### RECORDS FOR PROCESSING
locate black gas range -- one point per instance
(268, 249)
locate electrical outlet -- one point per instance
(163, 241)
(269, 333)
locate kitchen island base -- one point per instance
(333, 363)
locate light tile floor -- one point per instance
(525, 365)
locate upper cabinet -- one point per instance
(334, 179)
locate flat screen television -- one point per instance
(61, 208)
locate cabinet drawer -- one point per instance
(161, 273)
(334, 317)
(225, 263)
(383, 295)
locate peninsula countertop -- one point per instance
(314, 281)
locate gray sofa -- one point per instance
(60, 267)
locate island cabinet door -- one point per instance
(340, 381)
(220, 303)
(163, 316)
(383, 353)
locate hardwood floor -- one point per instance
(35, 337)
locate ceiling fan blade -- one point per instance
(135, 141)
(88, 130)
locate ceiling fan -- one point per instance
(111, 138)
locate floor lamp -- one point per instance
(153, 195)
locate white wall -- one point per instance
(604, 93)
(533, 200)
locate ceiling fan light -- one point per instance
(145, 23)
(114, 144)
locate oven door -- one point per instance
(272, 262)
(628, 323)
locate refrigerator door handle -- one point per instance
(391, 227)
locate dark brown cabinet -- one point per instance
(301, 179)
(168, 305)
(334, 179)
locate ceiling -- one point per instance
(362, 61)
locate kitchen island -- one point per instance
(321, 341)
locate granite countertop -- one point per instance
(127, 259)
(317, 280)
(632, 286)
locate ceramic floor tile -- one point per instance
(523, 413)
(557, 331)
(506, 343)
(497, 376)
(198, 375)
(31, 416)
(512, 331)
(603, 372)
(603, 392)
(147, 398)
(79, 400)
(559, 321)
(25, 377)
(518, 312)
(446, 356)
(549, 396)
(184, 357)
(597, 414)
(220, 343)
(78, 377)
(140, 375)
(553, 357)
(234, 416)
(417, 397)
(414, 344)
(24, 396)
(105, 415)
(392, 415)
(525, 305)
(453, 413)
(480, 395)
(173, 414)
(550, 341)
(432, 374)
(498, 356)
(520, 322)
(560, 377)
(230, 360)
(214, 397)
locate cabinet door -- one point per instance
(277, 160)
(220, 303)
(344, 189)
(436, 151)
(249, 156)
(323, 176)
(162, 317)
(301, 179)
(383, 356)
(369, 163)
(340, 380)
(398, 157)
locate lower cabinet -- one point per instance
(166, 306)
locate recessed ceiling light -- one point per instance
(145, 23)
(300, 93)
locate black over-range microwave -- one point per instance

### WRITTEN REQUEST
Print again the material above, limited to the lines from the one holding "locate ceiling fan -- one point per instance" through the last, inclusive.

### CORRECT RESULT
locate ceiling fan -- one point per instance
(111, 138)
locate floor lamp -- one point per instance
(153, 195)
locate white wall -- one point per instance
(604, 93)
(533, 200)
locate ceiling fan light -- one point per instance
(145, 23)
(114, 144)
locate oven door -- one point per instance
(272, 262)
(628, 323)
locate refrigerator door handle -- one point per instance
(391, 227)
locate dark brown cabinet -- one point per instance
(301, 179)
(168, 305)
(334, 179)
locate ceiling -- one point per instance
(362, 61)
locate kitchen island -- one point per instance
(321, 341)
locate granite countertop -- one point per instance
(127, 259)
(317, 280)
(632, 286)
locate ceramic floor tile -- one point per instance
(523, 413)
(557, 331)
(506, 343)
(497, 376)
(198, 375)
(31, 416)
(512, 331)
(603, 372)
(603, 392)
(147, 398)
(79, 400)
(559, 321)
(25, 377)
(518, 312)
(446, 356)
(549, 396)
(184, 357)
(597, 414)
(220, 343)
(78, 377)
(140, 375)
(553, 357)
(234, 416)
(417, 397)
(414, 344)
(24, 396)
(105, 415)
(392, 415)
(525, 305)
(453, 413)
(480, 395)
(173, 414)
(550, 341)
(432, 374)
(498, 356)
(520, 322)
(560, 377)
(230, 360)
(214, 397)
locate cabinet door -- one point per instance
(277, 160)
(220, 303)
(344, 189)
(436, 151)
(249, 156)
(323, 176)
(162, 317)
(301, 179)
(383, 356)
(369, 163)
(340, 380)
(398, 157)
locate lower cabinet -- one point per instance
(166, 306)
locate recessed ceiling light -- one point per instance
(145, 23)
(300, 93)
locate black over-range microwave -- one point per instance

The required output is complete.